OBJECTIVE 1: In the passage on the Guajiros, how many names does a Guajiro often have, and what are they?

★ ★ ★ ★ ★

LOCATION: Venezuela and Colombia
RELIGION: Mixture of Roman Catholicism and indigenous religious traditions
The Guajiros are a people of northeastern Colombia and northwestern Venezuela. They have been seminomadic (not keeping permanent homes) for hundreds of years. They existed before the arrival of the Spanish conquerors, although their precise origins are uncertain. The Guajiro people is divided into clans. Each clan is made up of several family groups, with leaders who are recognized as princes.
The Guajiros live in the dry lands and coastal areas of the Guajira peninsula. This area borders the Caribbean Sea to the north and east, and Venezuela and the Gulf of Maracaibo to the west. The Guajiros have traditionally ignored the border that divides Venezuela and Colombia. They roam freely into and out of both countries. Their nomadic habits have been recognized and respected by both countries. They have been given citizenship by both. They have never had to follow the rules and formalities normally required of border crossers.
Reluctance to recognize national borders continues to this day. Members of the same extended families and clans may live either in remote desert areas or in cities such as Riohacha, the capital of the Guajira department (state). They may live in a neighborhood of the Venezuelan city of Maracaibo, where some have migrated to find work, or in smaller settlements such as Puerto López at the mouth of the oil-rich Gulf of Maracaibo. Many move from one location to another, freely crossing borders.
Although many Guajiros have had contact with Spanish-speaking people for many years, they continue to speak their own language. They often have three names each: a Guajiro name, a Catholic name given to them at birth, and another Spanish name that they usually use with white people. The Guajiro name is often kept secret. It is used only by close members of the family on the mother's side.
The story of Guajiro lives, their work, their loves and sorrows, and the landscape of sand and boat and sea is often recorded in poetic songs. These are often very sad. For example, in a song about a boat and an anchor, the following line is repeated in a lengthy, sad tone, like the repetitive call of a bird: "Eeeeeeeeee guarapáin tanai, eeeeeeeee guarapáin tanai." Then this sad lament changes into a joyful song.
Although the Guajiro Indians were gradually converted to Catholicism, some beliefs and practices from earlier times persist. Each clan has a symbol, usually drawn from the animal world. It stands for certain virtues and traits with which the clan identifies. This symbol is usually understood by outsiders as a totem. This means that the power, hopes, and virtues that the clan considers valuable are expressed by their choice of symbol. Sometimes this symbol is tattooed on a person's arm.

★ ★ ★ ★ ★

OBJECTIVE 2: From the rows, please print the lines starting with the line that contains "Is there any black cap" and going on through the line that contains "left=3, top=0, right=900, bottom=585", with both of those lines included.

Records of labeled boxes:
★ ★ ★ ★ ★

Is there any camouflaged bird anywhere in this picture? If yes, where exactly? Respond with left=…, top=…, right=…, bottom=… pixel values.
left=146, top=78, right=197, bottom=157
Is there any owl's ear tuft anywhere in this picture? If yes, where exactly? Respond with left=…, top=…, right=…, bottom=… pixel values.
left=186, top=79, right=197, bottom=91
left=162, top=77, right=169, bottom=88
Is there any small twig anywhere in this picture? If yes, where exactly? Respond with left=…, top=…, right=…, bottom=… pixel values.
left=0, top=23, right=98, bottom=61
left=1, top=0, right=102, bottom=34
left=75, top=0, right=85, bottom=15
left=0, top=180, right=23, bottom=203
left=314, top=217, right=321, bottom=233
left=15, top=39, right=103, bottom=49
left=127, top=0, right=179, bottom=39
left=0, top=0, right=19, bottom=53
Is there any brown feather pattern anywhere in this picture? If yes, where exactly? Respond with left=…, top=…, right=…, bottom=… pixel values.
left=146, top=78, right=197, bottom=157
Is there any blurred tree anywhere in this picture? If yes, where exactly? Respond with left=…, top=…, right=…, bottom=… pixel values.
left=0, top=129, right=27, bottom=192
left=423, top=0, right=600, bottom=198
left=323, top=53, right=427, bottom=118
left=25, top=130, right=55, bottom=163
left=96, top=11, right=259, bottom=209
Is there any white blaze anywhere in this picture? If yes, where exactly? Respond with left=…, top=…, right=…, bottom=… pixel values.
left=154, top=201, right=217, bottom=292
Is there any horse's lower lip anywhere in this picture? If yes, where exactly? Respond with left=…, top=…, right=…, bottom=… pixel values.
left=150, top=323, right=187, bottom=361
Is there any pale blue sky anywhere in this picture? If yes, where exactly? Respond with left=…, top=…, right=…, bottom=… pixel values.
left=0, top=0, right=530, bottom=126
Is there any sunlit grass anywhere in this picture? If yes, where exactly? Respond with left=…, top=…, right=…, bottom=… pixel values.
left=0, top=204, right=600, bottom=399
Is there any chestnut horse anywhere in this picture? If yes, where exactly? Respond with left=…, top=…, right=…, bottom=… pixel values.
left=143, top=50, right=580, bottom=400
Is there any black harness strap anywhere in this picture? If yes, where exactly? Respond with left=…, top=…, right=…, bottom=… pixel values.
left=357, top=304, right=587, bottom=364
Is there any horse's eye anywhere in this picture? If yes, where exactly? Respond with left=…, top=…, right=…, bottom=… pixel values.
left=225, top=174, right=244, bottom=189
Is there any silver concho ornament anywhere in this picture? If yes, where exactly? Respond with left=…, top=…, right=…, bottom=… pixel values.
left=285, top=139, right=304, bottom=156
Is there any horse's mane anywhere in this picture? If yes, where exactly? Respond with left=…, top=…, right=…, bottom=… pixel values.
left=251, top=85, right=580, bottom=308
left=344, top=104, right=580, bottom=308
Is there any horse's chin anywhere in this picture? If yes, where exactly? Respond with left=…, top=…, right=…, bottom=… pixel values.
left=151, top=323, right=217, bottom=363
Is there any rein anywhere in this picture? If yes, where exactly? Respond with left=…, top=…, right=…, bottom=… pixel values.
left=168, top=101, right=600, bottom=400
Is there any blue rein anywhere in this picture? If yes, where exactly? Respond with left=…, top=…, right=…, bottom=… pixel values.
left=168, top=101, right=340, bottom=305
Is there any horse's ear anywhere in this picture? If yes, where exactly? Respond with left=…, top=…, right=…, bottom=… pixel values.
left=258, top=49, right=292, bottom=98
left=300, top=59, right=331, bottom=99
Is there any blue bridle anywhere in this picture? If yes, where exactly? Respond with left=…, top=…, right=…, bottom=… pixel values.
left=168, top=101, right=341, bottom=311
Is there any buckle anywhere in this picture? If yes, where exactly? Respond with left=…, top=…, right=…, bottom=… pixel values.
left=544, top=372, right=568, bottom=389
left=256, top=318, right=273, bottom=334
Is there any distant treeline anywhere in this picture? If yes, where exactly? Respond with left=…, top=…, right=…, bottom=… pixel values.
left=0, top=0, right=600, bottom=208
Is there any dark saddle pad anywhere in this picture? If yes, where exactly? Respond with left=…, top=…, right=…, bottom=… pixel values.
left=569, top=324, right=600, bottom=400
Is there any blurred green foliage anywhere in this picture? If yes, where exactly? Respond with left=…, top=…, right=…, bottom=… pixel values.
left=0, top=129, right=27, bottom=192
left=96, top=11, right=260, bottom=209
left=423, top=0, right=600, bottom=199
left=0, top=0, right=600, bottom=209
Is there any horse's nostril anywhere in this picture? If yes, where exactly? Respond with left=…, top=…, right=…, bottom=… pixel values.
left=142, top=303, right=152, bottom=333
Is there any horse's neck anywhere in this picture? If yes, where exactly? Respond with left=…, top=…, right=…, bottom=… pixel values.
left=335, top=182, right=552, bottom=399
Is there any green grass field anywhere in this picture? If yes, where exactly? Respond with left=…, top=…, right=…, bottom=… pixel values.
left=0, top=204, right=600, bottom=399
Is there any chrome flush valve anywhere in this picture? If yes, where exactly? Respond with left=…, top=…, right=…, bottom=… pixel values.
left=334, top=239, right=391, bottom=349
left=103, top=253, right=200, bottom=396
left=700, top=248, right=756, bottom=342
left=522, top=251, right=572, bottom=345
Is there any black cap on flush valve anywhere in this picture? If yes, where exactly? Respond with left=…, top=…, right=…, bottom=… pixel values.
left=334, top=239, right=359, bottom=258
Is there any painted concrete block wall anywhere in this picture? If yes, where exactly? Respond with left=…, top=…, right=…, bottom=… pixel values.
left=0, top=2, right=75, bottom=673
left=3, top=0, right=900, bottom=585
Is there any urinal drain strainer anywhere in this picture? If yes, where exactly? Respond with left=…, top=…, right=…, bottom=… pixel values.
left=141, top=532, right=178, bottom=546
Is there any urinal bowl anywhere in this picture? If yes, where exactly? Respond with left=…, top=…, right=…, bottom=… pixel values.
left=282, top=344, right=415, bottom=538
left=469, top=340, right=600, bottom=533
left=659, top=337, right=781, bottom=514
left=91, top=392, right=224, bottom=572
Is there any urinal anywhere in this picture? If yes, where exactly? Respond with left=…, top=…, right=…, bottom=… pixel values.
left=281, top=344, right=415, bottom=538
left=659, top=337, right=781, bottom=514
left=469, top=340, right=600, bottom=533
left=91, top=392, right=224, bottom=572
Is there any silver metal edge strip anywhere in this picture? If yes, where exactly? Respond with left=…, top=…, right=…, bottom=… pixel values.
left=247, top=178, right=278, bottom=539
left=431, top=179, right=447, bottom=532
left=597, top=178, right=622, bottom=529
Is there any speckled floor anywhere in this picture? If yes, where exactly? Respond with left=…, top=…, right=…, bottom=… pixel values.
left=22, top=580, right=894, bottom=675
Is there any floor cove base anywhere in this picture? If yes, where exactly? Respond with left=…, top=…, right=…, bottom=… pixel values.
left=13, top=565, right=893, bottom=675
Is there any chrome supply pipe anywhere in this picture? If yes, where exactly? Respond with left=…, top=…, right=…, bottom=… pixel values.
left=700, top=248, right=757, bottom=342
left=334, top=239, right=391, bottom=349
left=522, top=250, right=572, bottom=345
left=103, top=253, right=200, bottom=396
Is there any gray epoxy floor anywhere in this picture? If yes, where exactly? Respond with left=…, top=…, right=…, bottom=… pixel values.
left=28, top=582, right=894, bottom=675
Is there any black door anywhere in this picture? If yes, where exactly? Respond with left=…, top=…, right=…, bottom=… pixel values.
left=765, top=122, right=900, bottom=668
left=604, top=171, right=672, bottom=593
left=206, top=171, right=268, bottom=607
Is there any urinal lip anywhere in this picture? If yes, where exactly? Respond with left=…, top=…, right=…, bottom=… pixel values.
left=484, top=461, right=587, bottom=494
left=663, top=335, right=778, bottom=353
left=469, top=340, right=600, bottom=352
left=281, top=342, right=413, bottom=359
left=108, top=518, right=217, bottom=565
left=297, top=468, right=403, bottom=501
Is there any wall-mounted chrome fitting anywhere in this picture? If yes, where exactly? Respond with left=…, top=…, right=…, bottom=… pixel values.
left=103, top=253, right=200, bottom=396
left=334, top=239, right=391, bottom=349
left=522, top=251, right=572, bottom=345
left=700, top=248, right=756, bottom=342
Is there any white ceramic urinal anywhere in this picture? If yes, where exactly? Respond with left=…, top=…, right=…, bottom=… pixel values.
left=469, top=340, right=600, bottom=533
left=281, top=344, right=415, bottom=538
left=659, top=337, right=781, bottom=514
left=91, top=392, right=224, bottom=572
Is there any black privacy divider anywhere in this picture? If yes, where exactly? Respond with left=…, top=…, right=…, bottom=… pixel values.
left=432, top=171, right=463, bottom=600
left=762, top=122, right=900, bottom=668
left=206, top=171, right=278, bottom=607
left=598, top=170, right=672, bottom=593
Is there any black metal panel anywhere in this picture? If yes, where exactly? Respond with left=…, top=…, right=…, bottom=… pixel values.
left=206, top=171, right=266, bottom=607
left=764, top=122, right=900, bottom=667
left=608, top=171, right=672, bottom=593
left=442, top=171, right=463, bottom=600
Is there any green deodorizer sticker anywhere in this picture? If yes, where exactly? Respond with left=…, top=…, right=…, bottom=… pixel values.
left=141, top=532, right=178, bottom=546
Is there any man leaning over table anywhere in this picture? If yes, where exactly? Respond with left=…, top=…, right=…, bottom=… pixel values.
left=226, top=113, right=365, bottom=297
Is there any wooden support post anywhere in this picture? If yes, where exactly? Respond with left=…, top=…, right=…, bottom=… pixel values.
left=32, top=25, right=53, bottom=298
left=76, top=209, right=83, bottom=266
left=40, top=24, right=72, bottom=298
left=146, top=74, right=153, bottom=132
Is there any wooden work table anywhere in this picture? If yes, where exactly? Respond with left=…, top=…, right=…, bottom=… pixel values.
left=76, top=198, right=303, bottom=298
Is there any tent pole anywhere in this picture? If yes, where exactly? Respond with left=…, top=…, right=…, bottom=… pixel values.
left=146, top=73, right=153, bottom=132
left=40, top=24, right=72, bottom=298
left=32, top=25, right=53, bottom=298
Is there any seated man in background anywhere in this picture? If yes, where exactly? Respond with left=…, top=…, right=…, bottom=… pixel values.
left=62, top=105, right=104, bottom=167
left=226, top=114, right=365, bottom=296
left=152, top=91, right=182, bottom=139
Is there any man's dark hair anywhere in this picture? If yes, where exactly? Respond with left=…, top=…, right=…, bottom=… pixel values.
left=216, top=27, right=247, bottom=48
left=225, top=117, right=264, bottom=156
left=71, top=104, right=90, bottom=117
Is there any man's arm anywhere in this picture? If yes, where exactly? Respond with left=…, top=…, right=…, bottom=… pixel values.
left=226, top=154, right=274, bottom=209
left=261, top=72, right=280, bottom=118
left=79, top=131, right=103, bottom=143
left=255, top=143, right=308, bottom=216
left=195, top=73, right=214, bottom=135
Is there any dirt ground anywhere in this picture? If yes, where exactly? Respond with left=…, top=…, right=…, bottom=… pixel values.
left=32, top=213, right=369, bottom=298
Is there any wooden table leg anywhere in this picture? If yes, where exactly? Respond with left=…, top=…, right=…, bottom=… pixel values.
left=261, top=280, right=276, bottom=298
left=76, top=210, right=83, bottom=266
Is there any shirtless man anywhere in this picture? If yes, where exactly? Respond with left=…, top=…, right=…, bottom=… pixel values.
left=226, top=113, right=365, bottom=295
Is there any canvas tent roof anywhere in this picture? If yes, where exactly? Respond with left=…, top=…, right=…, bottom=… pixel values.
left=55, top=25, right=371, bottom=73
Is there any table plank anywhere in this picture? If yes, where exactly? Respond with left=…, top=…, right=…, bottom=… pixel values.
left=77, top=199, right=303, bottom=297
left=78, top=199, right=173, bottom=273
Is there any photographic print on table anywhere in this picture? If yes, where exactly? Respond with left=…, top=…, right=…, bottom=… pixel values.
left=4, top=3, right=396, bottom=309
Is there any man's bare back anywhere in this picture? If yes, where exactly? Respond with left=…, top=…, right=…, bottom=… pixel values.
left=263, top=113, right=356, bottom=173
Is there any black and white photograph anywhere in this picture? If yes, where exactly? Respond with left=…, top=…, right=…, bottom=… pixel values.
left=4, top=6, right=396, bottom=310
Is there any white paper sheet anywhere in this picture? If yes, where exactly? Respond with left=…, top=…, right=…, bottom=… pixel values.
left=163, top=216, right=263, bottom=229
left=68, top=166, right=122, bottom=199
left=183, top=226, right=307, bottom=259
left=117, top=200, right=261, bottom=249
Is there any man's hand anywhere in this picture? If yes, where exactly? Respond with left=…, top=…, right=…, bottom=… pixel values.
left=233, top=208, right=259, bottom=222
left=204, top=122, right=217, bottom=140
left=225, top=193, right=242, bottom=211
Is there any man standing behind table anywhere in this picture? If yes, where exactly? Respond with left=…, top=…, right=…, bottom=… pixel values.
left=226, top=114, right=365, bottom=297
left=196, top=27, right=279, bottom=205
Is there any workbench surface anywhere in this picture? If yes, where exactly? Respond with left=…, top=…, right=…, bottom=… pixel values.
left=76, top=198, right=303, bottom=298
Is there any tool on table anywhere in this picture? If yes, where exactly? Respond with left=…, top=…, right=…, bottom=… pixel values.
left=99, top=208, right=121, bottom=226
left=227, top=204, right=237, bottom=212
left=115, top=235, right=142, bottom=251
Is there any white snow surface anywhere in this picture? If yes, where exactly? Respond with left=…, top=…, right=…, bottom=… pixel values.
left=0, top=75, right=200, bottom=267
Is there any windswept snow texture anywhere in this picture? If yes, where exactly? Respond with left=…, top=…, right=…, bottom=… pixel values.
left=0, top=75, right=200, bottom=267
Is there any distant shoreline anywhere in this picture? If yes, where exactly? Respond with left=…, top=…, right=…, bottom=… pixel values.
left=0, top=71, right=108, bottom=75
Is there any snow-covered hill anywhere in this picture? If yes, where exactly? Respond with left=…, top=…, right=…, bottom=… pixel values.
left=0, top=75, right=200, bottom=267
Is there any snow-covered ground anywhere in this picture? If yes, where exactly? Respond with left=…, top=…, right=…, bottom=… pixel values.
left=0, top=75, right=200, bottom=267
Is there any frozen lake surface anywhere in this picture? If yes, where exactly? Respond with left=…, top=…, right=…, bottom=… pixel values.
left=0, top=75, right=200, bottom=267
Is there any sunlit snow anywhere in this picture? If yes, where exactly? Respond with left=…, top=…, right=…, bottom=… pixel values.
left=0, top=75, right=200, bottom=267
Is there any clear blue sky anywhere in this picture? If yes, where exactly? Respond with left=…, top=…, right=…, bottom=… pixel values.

★ ★ ★ ★ ★

FINAL RESULT 1: Three: a Guajiro name, a Catholic name given at birth, and another Spanish name usually used with white people.

FINAL RESULT 2:
Is there any black cap on flush valve anywhere in this picture? If yes, where exactly? Respond with left=…, top=…, right=…, bottom=… pixel values.
left=334, top=239, right=359, bottom=258
Is there any painted concrete block wall anywhere in this picture? If yes, where exactly? Respond with left=…, top=…, right=…, bottom=… pixel values.
left=0, top=2, right=75, bottom=673
left=3, top=0, right=900, bottom=585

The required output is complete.